Liquidity refers to a company’s ability to make cash payments as they become due. It is different from solvency, which is the aspect of a company having more assets than liabilities such that its equity value is positive.

Liquidity Trading Risk Using the Cost of Liquidation and Liquidity-adjusted Var (LVaR)

Liquidity Trading Risk

Trading liquidity risk is defined as the risk that an institution fails to sell its assets within an appropriate amount of time at a desirable price. Liquidity is measured depending on how quickly an asset can be disposed of at a reasonable price. For instance, an institution, say a bank holding a vast volume of widely-traded, liquid U.S. Treasury Bills in its investment portfolio, has a minimum liquidity risk compared to a bank holding a large volume of thinly-traded, illiquid Non-Agency Mortgage-backed Securities in their investment portfolio.

····················

**Your goal:**
Return the passage of the liquidity text starting at "Trading liquidity risk" and ending at "their investment portfolio.". The records after this point can be left aside.

····················

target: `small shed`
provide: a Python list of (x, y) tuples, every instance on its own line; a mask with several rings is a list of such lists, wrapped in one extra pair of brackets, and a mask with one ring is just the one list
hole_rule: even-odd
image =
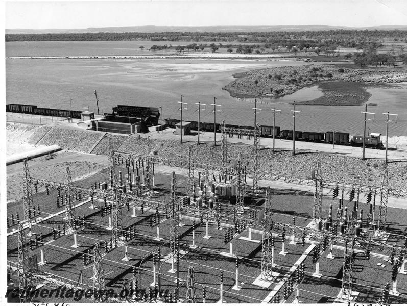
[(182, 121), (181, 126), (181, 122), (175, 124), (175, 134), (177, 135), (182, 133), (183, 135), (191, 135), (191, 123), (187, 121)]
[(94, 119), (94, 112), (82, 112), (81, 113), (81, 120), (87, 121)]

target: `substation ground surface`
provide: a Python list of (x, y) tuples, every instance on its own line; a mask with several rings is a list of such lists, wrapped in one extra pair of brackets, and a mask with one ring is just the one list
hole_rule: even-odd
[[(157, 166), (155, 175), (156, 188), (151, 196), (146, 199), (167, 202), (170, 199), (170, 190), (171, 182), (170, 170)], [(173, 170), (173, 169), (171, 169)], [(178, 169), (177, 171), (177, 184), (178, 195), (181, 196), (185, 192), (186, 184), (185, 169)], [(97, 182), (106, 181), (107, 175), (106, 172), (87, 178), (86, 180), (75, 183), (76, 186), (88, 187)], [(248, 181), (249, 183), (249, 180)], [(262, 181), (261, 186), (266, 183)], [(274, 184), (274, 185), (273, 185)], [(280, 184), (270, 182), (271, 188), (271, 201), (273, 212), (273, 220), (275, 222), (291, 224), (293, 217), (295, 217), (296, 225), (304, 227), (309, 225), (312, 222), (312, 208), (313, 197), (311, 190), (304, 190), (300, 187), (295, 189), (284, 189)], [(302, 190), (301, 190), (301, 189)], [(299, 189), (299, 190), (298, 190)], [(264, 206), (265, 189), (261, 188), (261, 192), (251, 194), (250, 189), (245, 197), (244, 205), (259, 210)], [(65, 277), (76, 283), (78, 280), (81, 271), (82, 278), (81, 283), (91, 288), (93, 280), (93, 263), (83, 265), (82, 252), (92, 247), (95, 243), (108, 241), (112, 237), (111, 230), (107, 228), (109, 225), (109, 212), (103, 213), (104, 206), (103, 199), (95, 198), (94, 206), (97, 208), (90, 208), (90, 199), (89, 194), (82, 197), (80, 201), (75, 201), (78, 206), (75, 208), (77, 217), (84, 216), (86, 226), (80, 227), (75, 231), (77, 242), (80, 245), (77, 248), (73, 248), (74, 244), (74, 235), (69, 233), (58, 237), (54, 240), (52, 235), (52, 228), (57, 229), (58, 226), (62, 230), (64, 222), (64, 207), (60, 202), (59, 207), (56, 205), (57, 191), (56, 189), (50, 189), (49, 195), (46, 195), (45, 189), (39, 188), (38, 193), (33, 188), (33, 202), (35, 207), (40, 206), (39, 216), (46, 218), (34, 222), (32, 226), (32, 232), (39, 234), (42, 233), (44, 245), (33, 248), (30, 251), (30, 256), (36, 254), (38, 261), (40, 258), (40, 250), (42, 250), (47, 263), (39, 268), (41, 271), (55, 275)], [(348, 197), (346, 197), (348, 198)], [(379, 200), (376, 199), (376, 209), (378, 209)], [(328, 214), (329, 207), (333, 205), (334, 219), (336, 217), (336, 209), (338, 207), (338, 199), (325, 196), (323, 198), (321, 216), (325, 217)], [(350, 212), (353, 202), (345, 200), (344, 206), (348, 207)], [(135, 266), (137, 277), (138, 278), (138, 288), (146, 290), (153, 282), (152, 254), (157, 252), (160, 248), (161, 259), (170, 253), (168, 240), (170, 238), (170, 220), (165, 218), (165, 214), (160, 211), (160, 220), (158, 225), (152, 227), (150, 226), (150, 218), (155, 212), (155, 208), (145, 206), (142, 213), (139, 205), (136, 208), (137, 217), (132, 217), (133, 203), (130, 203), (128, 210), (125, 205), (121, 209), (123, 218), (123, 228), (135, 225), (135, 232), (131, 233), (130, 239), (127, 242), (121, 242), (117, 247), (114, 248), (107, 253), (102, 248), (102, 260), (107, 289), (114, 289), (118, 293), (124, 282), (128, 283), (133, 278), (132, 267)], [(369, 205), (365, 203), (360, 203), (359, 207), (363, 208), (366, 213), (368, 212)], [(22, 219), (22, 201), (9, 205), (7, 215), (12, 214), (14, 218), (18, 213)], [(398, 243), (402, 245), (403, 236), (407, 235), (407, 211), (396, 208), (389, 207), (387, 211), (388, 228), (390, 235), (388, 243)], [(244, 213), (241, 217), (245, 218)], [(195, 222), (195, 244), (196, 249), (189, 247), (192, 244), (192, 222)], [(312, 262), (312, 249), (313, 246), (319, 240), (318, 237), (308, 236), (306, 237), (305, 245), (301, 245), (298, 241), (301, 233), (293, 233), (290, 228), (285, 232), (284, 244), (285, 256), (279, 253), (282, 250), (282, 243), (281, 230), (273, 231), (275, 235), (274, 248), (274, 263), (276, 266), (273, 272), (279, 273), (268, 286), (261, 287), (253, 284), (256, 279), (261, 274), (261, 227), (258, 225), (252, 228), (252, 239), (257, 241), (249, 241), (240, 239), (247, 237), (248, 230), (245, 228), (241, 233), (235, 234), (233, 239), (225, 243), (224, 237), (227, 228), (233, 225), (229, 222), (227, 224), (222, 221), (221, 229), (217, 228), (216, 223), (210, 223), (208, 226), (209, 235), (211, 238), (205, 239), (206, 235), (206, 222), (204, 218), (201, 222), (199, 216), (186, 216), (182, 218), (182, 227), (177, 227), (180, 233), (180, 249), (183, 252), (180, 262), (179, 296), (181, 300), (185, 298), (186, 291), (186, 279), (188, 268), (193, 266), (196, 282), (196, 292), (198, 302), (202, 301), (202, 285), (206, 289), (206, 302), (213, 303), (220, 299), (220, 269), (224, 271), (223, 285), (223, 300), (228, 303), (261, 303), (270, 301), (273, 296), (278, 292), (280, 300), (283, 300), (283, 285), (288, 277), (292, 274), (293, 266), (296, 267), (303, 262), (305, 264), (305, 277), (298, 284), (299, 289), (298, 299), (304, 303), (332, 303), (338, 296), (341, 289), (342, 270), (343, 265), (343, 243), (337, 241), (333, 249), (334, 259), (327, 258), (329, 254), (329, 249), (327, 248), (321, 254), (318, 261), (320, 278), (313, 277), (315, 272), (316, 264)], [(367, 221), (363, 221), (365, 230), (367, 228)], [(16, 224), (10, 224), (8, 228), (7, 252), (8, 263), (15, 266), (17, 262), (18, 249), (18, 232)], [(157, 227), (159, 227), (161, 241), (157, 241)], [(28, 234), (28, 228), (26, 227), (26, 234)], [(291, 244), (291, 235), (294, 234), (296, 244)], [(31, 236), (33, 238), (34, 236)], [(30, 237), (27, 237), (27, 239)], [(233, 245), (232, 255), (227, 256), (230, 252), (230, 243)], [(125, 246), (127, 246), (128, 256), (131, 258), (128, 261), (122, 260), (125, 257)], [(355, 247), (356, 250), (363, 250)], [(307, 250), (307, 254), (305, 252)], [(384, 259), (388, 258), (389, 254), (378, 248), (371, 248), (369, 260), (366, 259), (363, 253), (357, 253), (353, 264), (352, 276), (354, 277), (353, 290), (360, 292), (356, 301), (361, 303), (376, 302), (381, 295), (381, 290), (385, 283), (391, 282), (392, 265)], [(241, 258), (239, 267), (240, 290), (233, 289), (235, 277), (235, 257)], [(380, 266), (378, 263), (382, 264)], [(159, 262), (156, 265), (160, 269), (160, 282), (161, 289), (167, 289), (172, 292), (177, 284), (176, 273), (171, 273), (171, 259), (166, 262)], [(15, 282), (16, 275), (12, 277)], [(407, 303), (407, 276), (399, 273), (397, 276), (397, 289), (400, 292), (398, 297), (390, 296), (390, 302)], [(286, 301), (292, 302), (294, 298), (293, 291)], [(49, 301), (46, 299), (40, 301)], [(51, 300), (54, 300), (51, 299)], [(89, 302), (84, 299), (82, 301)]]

····················

**Written answer:**
Trading liquidity risk is defined as the risk that an institution fails to sell its assets within an appropriate amount of time at a desirable price. Liquidity is measured depending on how quickly an asset can be disposed of at a reasonable price. For instance, an institution, say a bank holding a vast volume of widely-traded, liquid U.S. Treasury Bills in its investment portfolio, has a minimum liquidity risk compared to a bank holding a large volume of thinly-traded, illiquid Non-Agency Mortgage-backed Securities in their investment portfolio.